**Texto fornecido:**
● ● ●
O dia em que o mundo inteiro estava de olho em Maradona. A prova física, real e de chuteiras da existência de Deus.

Reprodução

* Mateus Magalhães

Maradona estava com a bola aos pés. Ele estava prestes a ensinar aos ingleses que canhões de guerra não ganham partidas de futebol, e faria isso sem clemência, como uma bomba atômica largada de avião sobre um capão de lavradores. Quando ele rodou no eixo do mundo e matou três com apenas dois toques, Victor Hugo Morales, o histórico narrador argentino, levantou-se na cabine. "Arranca pela direita o gênio do futebol mundial!". 

A Copa do Mundo e as Malvinas Argentinas

Quando os homens criaram o futebol, alguns astros, no céu, deviam estar alinhados de uma maneira diferente. Nunca tive problemas para acreditar no invisível, daí o meu recorrente apego a deuses, a milagres, a magias. E, por isso, acredito que o futebol, quando nasceu, foi envolto numa névoa encantada, a qual lhe deu uma série de poderes inacreditáveis.

Um destes poderes, para mim, é justamente o de explicar com maestria não só as relações humanas, mas os conflitos geopolíticos do mundo – às vezes apazinguando-os, mas muitas vezes tornando-os ainda mais vivos. O futebol fez com que o Santos de Pelé parasse a guerra da Nigéria, mas também tornou-se o palco para a disputa entre os católicos e os protestantes, na Escócia, entre o Celtic e o Rangers, por exemplo.

A Copa do Mundo, então, já que é o maior momento do futebol, não ficaria à parte deste grande espetáculo. Na Copa da França, vocês lembram, em 1998, uma partida talvez tecnicamente desinteressante chamou mais atenção do mundo que qualquer gol de Ronaldo ou lançamento de Zidane: Estados Unidos 1, Irã 2, pela fase de grupos. Os países, inimigos políticos há décadas, caíram no mesmo grupo. E o governo do Irã, àquela altura, tratava o embate como uma guerra.

Mas os atletas iranianos, ao contrário, não. Fizeram da partida, inclusive, um grande ato de protesto contra o governo do país à época: porque, anos antes, o regime matara Habib Khabiri, então capitão da seleção. Entregaram flores aos atletas americanos, que retribuíram a gentileza, e ganharam na bola.

E quem consegue se esquecer de um certo Argentina x Inglaterra, numa certa Copa no México, com um certo baixinho canhoto com a camisa dez?

Em 1986, Maradona carregava o time da Argentina nas costas sozinho. Com algumas pontuais ajudas de Burruchaga, mas preferencialmente sozinho. Após derrotar o Uruguai nas oitavas, a Argentina faria frente à Inglaterra. E, quatro anos após a Guerra das Malvinas, o confronto ganhava ares de Odisséia. A Argentina enxergava nos pés de Maradona a possibilidade de conseguir sua vingança. E a seleção entrou em campo determinada a fazê-lo.
● ● ●
[Dados de anotação por pontos]
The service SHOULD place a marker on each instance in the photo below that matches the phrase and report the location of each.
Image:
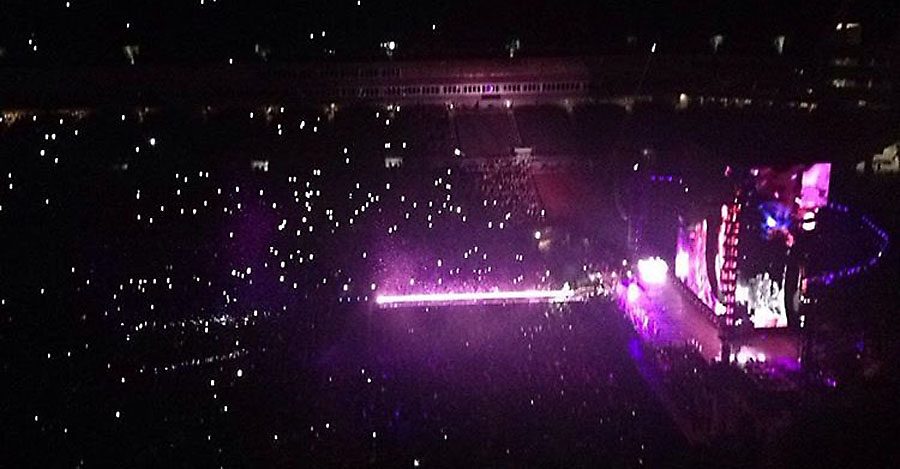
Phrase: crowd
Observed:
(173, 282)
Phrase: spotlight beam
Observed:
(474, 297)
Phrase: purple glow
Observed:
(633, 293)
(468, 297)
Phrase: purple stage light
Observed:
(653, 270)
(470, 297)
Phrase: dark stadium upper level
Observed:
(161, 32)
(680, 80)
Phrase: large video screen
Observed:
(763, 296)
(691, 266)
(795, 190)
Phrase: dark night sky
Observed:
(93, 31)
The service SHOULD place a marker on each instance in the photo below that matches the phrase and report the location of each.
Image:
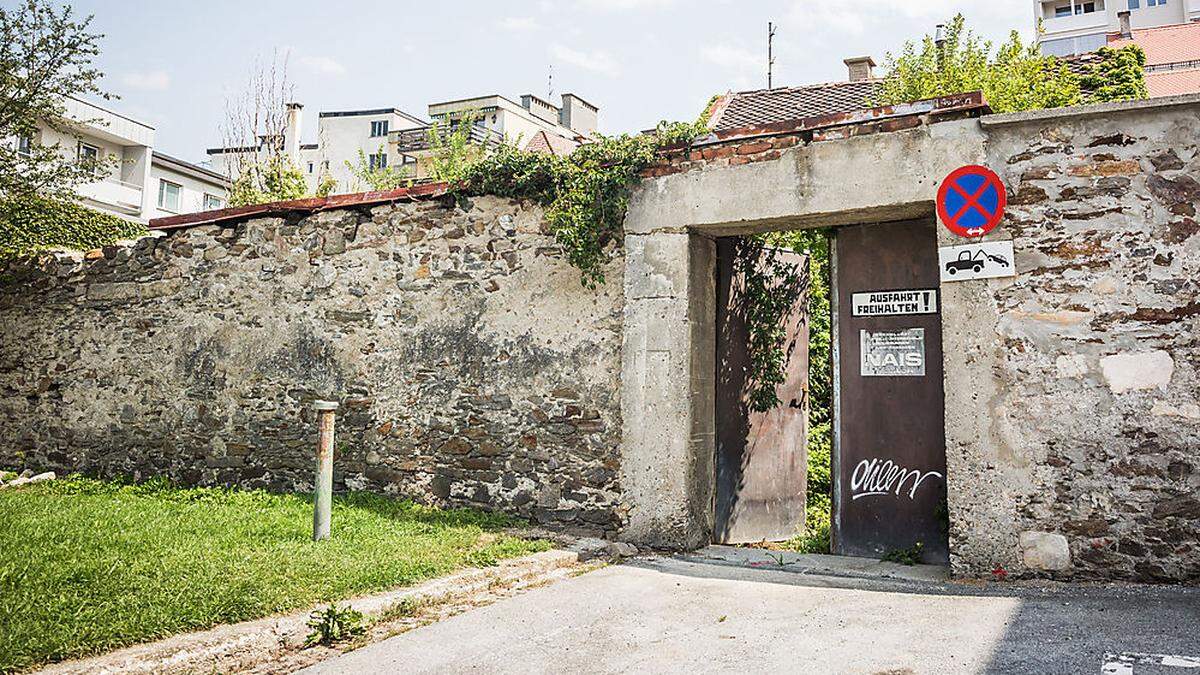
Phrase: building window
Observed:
● ● ●
**Lista de exercícios:**
1. Responda, com base no texto sobre Maradona, às perguntas a seguir.
(a) Qual narrador argentino se levantou na cabine durante a jogada de Maradona?
(b) Qual foi o placar da partida entre Estados Unidos e Irã na Copa da França de 1998?
(c) Que seleção a Argentina derrotou nas oitavas de final em 1986?
2. Explique, segundo o texto sobre Maradona, por que os atletas iranianos transformaram a partida contra os Estados Unidos em um ato de protesto contra o governo do país.
Os dados não têm relação alguma com o texto.

**Respostas por tarefa:**
1.
(a) Victor Hugo Morales.
(b) Estados Unidos 1, Irã 2.
(c) O Uruguai.

2. Os atletas iranianos protestaram contra o governo porque, anos antes, o regime havia matado Habib Khabiri, então capitão da seleção.